> _AIM_
Rewrite every line of the material below, requests included, but multiply each bounding box coordinate in the results by 2.1 and round it to a whole number, with halves rounded up. Leave the picture lines out.

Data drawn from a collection
------------------------------

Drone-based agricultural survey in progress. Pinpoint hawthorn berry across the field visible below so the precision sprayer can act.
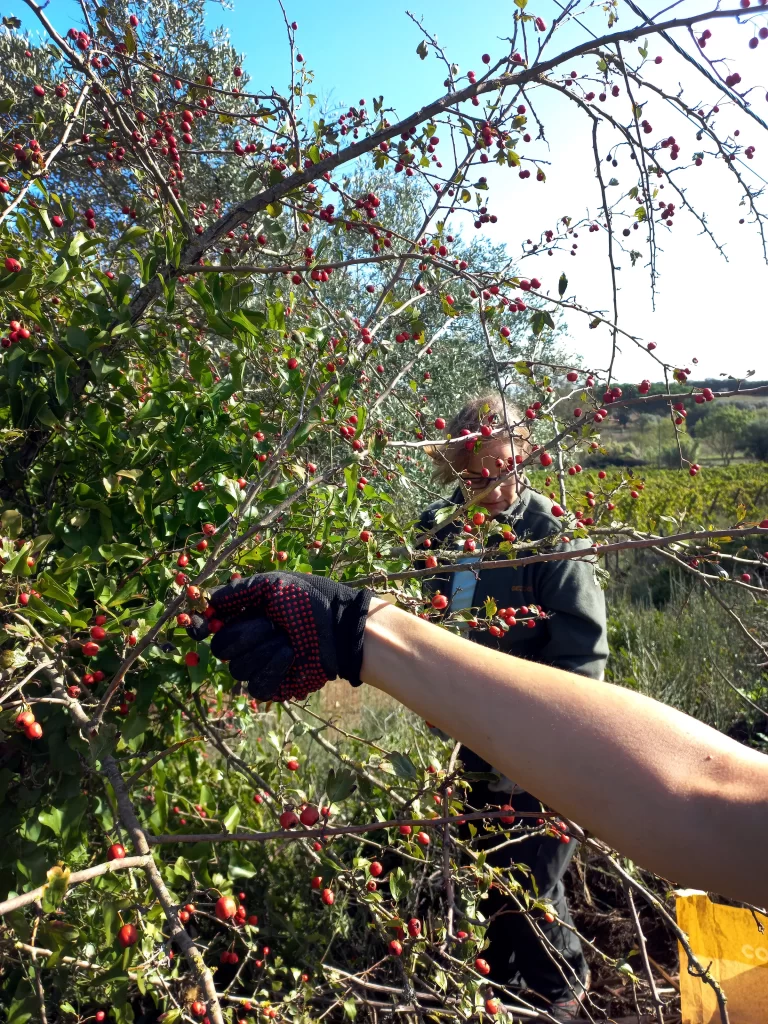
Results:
[118,925,138,949]
[299,804,319,828]
[214,896,238,921]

------------------------------

> _RESPONSE TO THIS EXERCISE_
Drone-based agricultural survey in progress. Pinpoint hawthorn berry across the field visible below so the precision sprayer can act.
Results:
[248,1943,290,1993]
[628,1688,670,1739]
[449,1882,500,1934]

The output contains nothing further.